**Goal**:
Rewrite the items starting at the line containing "the blue ceramic" and ending at the line containing "point(183, 273)", keeping every line in order. Offset each coordinate in the point answers by -8.

**Records supplied**:
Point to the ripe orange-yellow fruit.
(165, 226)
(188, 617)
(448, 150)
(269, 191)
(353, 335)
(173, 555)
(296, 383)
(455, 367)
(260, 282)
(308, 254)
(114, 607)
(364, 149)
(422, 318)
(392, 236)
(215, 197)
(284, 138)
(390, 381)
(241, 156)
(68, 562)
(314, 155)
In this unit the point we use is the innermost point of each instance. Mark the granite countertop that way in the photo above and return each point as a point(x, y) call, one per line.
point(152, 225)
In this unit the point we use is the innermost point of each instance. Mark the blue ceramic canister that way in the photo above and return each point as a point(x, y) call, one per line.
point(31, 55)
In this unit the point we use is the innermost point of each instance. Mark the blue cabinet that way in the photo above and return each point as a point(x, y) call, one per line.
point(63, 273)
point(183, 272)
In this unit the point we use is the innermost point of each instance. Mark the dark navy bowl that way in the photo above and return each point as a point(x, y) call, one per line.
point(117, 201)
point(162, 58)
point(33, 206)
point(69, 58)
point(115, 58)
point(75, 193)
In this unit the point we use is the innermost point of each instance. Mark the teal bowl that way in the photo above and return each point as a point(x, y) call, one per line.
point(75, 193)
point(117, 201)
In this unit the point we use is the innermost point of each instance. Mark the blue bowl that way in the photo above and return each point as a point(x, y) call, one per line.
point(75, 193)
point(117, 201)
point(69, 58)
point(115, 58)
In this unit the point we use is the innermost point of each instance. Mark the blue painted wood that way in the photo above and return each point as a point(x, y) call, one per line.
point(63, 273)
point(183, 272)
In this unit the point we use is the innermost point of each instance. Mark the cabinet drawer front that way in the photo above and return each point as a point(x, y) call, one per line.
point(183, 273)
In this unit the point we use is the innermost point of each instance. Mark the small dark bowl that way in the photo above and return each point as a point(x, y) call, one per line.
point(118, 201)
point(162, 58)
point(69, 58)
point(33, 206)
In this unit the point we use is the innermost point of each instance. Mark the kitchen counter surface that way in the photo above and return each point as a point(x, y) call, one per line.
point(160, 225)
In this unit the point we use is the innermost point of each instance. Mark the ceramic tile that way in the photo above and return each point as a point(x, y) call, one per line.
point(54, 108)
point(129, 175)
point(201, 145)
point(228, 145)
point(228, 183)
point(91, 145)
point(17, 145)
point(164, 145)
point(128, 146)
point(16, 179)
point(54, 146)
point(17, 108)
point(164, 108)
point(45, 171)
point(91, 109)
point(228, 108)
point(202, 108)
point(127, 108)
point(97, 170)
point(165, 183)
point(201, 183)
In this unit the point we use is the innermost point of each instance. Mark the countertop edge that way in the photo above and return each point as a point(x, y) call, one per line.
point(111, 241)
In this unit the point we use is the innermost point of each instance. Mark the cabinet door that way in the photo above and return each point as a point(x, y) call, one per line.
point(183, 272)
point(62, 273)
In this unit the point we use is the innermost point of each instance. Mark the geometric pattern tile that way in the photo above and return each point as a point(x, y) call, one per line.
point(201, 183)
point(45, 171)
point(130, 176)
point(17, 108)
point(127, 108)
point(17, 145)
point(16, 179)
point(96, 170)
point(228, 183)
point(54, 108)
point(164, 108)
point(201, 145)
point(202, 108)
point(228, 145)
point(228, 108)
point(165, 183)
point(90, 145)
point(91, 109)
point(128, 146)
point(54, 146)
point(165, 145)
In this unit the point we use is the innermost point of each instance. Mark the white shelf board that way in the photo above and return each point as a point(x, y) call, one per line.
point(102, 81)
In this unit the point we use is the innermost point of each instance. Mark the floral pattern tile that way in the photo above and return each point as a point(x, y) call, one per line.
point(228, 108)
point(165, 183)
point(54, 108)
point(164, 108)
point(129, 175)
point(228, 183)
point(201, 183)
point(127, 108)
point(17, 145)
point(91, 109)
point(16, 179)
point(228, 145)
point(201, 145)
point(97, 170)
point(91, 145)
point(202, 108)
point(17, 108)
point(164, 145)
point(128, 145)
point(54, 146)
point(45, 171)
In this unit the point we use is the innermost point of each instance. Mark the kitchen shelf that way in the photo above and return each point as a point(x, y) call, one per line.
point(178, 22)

**In response**:
In this unit the point we use is the innermost point of each instance. Mark the blue ceramic canister that way in the photo above and return each point as a point(x, y) call, one per line.
point(23, 47)
In this unit the point we use is the innermost point of each instance. Mark the blue cabinet that way in the photo above and return each point as a point(x, y) call, one per line.
point(55, 265)
point(175, 264)
In this unit the point we use is the innermost point of each instance. Mark the dark navy bowl that way in the photo above and return each point as a point(x, y) call, one per line.
point(109, 193)
point(154, 50)
point(25, 198)
point(61, 50)
point(107, 50)
point(67, 185)
In this unit the point we use is the innermost point of each instance. Mark the teal bowl that way in the photo above and return each point as a point(x, y) call, one per line.
point(67, 185)
point(109, 193)
In this unit the point we use is the innermost point of each instance. Mark the blue bowl that way in the photo above and return each point as a point(x, y) call, one per line.
point(67, 185)
point(109, 193)
point(61, 50)
point(107, 50)
In this unit the point we use is the innermost point of each instance. Mark the blue painted wood that way in the photo above and return each point as a point(x, y) call, one per line.
point(55, 265)
point(175, 264)
In this unit the point we use is the innermost point of each instance. Mark the cabinet drawer front that way in the photo above and return each point as a point(x, y) call, one per line.
point(175, 265)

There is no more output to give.